* PROBLEM DETAILS: Reproduce the stretch of the records from the line containing "task: provide the outline of the red" through the end of the records, requests included, multiplying every polygon coordinate in the answers by 1.65 and rounding each result to a whole number, with halves rounded up. Leave the pictures out of the reproduction.

· · · · ·

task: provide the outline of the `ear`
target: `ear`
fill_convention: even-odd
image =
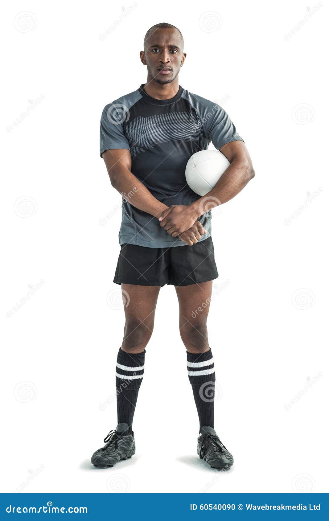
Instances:
[[[140,60],[143,65],[146,65],[146,60],[145,59],[145,53],[143,51],[141,51],[139,55],[140,56]]]

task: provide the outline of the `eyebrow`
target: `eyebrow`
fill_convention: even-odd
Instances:
[[[150,48],[152,48],[153,47],[162,47],[162,45],[159,45],[159,44],[155,44],[154,45],[151,45],[151,47],[150,47]],[[179,47],[178,47],[177,45],[174,45],[173,44],[171,44],[171,43],[169,43],[168,44],[168,47],[173,47],[175,49],[179,49]]]

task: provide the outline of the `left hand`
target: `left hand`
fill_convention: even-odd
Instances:
[[[199,216],[190,205],[173,204],[162,212],[159,220],[160,226],[168,233],[177,232],[178,234],[190,228]]]

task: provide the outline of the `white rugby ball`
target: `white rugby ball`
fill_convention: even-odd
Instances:
[[[187,184],[196,193],[205,195],[229,165],[228,159],[219,150],[196,152],[190,157],[185,169]]]

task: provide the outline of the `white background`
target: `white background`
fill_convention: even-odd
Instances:
[[[327,13],[297,1],[7,5],[2,491],[325,491]],[[180,84],[222,105],[256,171],[213,220],[215,427],[235,461],[224,475],[196,454],[173,287],[161,291],[147,348],[136,456],[89,464],[116,425],[124,323],[112,282],[120,197],[99,156],[100,119],[145,82],[139,51],[162,21],[184,36]]]

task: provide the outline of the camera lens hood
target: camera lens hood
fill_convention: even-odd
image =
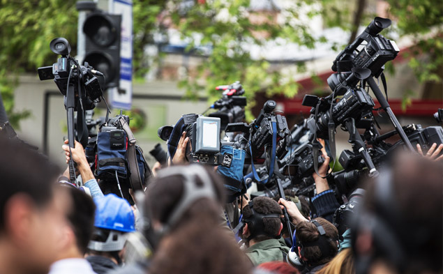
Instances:
[[[52,39],[50,43],[50,48],[56,54],[68,56],[70,53],[70,45],[69,42],[63,37]]]

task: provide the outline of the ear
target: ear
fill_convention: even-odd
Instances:
[[[308,261],[308,259],[305,258],[304,257],[301,256],[301,248],[299,247],[299,257],[300,259],[301,259],[303,261]]]
[[[245,226],[243,227],[242,234],[245,236],[246,237],[249,237],[250,233],[249,233],[249,229],[248,228],[248,224],[245,224]]]
[[[277,235],[280,235],[281,234],[281,231],[283,229],[283,224],[282,224],[281,222],[280,223],[280,229],[278,229],[278,233],[277,234]]]

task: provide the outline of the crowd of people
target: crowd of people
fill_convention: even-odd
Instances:
[[[324,178],[326,153],[313,174],[315,196],[245,194],[228,203],[213,168],[186,162],[187,143],[183,135],[167,166],[156,165],[144,193],[130,191],[130,203],[120,192],[104,194],[80,143],[62,148],[81,187],[70,181],[68,168],[62,173],[0,137],[0,274],[443,271],[443,146],[393,157],[377,178],[365,179],[361,201],[346,206],[350,213],[338,227],[343,206]],[[233,204],[236,227],[227,210]]]

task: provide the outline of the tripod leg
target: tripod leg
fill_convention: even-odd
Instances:
[[[405,143],[405,145],[411,151],[415,151],[409,139],[407,139],[407,136],[406,136],[406,134],[403,130],[403,128],[401,127],[401,125],[400,124],[400,123],[398,123],[398,120],[397,120],[397,117],[396,117],[396,115],[393,114],[393,112],[392,112],[392,109],[391,109],[389,103],[383,96],[382,91],[380,91],[380,89],[379,89],[378,86],[375,83],[374,78],[369,77],[366,79],[366,81],[368,82],[368,84],[369,84],[370,89],[373,90],[373,92],[374,93],[374,95],[375,95],[375,98],[377,98],[377,100],[378,100],[378,102],[380,103],[380,105],[382,106],[383,109],[384,109],[388,114],[389,119],[392,122],[394,128],[396,128],[396,130],[397,130],[397,132],[398,132],[398,135]]]
[[[66,110],[68,116],[68,145],[70,148],[74,148],[75,146],[75,137],[74,137],[74,107],[75,106],[75,94],[74,87],[72,86],[68,86],[66,89]],[[75,168],[74,167],[74,160],[70,155],[69,160],[69,179],[72,183],[75,182]]]
[[[361,139],[360,133],[355,127],[355,121],[353,118],[350,118],[345,121],[345,125],[350,134],[350,142],[352,144],[354,149],[356,149],[363,158],[363,160],[365,162],[366,167],[369,169],[369,176],[370,177],[376,177],[379,173],[375,169],[375,166],[373,162],[369,153],[366,151],[366,145]]]

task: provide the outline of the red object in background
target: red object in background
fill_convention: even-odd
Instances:
[[[277,99],[276,101],[283,107],[286,115],[300,113],[309,115],[311,107],[301,105],[302,98]],[[398,116],[432,116],[439,108],[443,108],[443,100],[413,100],[412,105],[408,106],[403,112],[401,109],[401,100],[389,100],[388,102],[392,112]],[[376,100],[374,102],[375,107],[380,107],[380,105]]]

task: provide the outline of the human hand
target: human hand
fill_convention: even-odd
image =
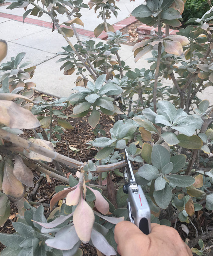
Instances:
[[[174,229],[152,223],[151,229],[147,235],[129,221],[119,222],[115,229],[119,253],[121,256],[192,256]]]

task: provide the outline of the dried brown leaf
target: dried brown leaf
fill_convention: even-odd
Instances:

· · · · ·

* THE RESULT:
task: provide the outline of the red object in background
target: red object in background
fill_convention: even-odd
Instances:
[[[457,163],[455,167],[467,177],[472,190],[495,186],[510,190],[513,177],[497,173],[498,162]],[[657,191],[713,191],[724,178],[731,178],[731,165],[681,165],[680,173],[673,175],[665,185],[662,180],[662,165],[642,165],[640,168],[647,185]],[[620,165],[617,168],[619,177],[627,177],[627,173]]]

task: provide the outline of the human hand
target: human hand
fill_convention: even-odd
image =
Instances:
[[[287,378],[251,368],[249,378],[243,388],[213,365],[196,366],[190,378],[196,417],[200,422],[317,422]]]

task: provide the outline of the dried brown leaf
target: dried brown leaf
fill_convention: even-odd
Instances:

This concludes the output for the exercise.